## TASK PROMPT
Print the line containing "Question. For every instance of the blurred bottle" and each line after it through the end, please, with nothing added.

## PROVIDED RECORDS
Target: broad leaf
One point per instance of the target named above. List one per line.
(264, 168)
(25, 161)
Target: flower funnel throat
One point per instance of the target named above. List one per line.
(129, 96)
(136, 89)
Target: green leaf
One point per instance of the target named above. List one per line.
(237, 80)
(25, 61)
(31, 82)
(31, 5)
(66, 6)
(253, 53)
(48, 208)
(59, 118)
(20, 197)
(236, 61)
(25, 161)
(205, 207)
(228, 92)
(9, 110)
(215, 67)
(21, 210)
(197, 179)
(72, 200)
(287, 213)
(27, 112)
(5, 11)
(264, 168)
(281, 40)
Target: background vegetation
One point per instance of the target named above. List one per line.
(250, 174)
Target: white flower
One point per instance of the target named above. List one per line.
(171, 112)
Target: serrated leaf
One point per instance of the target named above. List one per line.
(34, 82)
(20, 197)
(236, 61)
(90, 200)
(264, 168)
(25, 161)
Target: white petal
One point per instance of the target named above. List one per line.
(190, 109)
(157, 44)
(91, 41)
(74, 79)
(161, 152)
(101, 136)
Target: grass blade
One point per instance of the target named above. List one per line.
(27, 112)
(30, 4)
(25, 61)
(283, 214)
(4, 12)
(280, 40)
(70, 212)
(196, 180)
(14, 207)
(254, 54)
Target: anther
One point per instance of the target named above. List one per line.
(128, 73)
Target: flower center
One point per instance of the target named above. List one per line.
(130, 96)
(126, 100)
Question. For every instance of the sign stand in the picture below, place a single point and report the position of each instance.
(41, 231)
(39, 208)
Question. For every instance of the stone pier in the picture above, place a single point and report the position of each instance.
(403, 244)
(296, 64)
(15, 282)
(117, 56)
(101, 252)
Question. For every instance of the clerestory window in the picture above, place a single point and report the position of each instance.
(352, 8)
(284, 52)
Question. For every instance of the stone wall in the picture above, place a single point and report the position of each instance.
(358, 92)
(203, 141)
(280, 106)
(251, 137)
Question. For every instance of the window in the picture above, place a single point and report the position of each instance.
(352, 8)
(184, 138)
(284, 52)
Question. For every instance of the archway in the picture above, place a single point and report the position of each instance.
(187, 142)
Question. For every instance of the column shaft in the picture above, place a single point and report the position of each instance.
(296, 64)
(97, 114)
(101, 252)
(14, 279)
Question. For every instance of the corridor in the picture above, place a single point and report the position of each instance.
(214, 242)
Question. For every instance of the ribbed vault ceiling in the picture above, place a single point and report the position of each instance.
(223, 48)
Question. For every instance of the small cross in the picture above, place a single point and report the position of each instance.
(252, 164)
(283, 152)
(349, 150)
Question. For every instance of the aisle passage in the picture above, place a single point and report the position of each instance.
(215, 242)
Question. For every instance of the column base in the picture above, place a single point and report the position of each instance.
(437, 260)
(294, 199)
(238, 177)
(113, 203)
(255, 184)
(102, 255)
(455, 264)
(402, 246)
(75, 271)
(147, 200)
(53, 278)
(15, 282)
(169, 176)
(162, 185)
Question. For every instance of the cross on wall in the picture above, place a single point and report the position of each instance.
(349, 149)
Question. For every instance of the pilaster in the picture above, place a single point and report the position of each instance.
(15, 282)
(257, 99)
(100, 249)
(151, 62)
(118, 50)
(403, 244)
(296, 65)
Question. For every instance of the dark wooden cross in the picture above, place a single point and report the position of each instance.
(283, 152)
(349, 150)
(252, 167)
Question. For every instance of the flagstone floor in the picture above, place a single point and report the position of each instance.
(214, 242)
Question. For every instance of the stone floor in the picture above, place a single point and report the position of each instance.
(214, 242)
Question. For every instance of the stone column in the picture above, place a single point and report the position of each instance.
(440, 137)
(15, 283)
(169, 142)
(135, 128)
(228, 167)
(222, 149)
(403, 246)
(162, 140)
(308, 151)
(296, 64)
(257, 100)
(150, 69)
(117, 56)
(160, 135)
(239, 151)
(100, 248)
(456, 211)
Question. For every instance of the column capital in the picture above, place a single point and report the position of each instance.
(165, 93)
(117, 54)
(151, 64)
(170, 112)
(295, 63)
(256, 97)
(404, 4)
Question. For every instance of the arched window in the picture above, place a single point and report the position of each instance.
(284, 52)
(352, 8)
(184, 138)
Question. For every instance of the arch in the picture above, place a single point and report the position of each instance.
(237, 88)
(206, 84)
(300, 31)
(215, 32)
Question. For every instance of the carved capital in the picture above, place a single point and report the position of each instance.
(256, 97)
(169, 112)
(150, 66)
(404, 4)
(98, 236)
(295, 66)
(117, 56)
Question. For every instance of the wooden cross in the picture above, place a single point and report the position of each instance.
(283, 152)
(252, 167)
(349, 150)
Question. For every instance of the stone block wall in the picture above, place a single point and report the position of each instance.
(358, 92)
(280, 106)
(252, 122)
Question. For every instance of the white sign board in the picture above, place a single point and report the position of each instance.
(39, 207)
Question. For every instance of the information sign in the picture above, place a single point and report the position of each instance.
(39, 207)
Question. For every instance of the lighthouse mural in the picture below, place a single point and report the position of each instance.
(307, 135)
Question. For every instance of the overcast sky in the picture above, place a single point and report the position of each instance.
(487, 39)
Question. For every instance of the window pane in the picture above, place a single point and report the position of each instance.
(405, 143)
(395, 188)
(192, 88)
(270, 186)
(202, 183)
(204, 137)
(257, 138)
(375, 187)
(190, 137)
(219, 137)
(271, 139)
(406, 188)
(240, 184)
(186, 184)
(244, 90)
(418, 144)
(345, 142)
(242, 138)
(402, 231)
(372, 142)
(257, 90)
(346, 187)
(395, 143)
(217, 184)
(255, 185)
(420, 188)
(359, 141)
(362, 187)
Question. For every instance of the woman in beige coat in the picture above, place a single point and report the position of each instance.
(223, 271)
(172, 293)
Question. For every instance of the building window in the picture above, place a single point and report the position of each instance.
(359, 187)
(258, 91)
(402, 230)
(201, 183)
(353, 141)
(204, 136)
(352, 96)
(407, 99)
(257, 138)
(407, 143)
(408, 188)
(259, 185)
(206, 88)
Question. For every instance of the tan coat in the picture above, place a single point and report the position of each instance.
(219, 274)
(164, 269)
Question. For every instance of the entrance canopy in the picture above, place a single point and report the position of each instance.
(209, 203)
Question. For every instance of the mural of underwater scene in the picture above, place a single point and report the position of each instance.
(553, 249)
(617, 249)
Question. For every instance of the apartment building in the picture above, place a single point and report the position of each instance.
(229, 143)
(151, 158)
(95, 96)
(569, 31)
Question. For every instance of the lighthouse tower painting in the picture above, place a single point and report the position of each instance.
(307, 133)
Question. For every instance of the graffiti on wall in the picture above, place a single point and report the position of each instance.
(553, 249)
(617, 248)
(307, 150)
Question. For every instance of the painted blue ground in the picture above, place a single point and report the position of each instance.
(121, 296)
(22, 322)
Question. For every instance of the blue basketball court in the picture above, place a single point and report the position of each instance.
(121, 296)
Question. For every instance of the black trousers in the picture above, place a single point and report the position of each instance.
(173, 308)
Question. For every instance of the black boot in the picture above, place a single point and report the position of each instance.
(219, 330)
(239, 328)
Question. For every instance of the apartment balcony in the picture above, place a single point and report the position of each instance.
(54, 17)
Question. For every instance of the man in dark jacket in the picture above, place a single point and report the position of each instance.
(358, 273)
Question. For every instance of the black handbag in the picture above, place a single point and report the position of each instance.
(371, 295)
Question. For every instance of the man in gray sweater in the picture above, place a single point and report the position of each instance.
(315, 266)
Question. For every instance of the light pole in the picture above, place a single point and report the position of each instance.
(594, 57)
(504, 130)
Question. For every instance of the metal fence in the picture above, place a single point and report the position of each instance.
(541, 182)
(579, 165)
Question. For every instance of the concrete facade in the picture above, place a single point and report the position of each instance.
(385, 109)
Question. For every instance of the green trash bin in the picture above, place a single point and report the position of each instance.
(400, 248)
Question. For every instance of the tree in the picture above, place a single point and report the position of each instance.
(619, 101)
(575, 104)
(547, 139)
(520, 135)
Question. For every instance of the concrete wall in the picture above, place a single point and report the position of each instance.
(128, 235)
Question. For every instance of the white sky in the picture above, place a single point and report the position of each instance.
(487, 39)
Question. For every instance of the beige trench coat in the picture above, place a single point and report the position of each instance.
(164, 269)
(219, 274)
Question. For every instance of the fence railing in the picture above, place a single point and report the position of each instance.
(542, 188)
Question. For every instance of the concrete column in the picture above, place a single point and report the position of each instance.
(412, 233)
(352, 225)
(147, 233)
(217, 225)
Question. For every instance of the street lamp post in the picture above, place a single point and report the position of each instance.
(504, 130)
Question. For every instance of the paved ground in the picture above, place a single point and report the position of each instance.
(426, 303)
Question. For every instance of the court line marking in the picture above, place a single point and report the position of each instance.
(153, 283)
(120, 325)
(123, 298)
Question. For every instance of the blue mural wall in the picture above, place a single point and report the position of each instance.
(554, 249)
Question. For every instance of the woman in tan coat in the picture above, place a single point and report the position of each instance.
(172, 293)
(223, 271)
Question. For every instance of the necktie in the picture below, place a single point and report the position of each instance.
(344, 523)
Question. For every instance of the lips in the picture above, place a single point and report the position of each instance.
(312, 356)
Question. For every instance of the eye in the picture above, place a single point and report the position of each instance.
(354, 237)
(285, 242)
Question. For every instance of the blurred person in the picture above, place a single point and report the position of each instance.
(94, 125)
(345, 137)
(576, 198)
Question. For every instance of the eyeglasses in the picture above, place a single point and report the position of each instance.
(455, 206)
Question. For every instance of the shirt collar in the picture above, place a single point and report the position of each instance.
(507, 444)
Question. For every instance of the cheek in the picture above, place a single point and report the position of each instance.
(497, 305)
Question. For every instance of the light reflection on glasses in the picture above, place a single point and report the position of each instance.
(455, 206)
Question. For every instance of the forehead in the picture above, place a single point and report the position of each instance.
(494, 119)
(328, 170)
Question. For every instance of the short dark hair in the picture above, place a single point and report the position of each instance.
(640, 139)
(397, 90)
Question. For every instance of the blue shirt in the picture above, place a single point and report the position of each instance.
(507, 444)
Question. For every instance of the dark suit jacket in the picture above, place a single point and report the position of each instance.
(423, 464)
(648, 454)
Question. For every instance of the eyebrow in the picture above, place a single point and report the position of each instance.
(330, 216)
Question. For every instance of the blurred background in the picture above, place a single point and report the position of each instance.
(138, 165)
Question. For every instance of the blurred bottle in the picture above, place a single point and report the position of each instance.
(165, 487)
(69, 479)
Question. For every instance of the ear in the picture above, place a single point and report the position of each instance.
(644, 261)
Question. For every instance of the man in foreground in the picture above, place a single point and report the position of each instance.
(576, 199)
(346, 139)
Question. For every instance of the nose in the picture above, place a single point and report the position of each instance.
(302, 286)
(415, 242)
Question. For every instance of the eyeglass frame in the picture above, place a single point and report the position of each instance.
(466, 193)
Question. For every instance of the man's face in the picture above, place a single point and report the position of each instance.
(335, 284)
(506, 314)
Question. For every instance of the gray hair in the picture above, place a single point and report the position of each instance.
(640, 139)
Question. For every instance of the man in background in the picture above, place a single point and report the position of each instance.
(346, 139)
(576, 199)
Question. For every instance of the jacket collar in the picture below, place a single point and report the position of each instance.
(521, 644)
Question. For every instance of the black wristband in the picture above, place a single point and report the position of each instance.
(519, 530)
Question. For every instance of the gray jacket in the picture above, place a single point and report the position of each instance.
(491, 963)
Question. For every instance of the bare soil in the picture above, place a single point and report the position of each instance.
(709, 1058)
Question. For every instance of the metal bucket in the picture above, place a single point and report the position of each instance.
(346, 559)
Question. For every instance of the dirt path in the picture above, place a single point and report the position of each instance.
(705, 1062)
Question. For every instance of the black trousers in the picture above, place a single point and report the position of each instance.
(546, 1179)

## RESULT OF THE TASK
Question. For every instance of the blurred bottle in the picture above, place a single point and report the position of each instance.
(165, 487)
(69, 479)
Question. For every instance of the ear in the picture above, place a single point and report the position of each instance.
(644, 261)
Question. For every instance of the man in foreground in the picture above, place a single point and report the position of each instance.
(576, 199)
(346, 139)
Question. For every instance of the nose in the picture above, place a single point and report the position of each instance.
(302, 286)
(415, 242)
Question. For every instance of the eyeglass frame in the picture above, place a single point and report the position of each instance.
(466, 193)
Question. For every instance of the man's face in the picture above, place a single point and report the position of each instance.
(335, 284)
(506, 314)
Question. For every instance of the gray hair in the picture above, place a single point and report the position of each instance.
(640, 139)
Question. For every instance of the man in background in the picture above, place a single point and report the position of each instance.
(346, 139)
(576, 199)
Question. For every instance of the jacket collar in the picture below, place a single point and report the position of each instance.
(521, 644)
Question. For every instance of the black wristband in the picture above, place a single point and report the position of each instance.
(519, 530)
Question. For every instance of the gray jacket in the picture above, place a single point and report the position of each instance.
(491, 963)
Question. For every instance of the bare soil in the picture above, place a single point and report the position of each instance.
(709, 1058)
Question. For every instance of the metal bucket in the picture above, place a single point and report the position of each instance.
(346, 559)
Question. For every instance of the dirt path in the picture above, place a single point and report the position of each instance.
(705, 1062)
Question. For every instance of the black trousers in the picture above, place a single point and report the position of each instance.
(546, 1179)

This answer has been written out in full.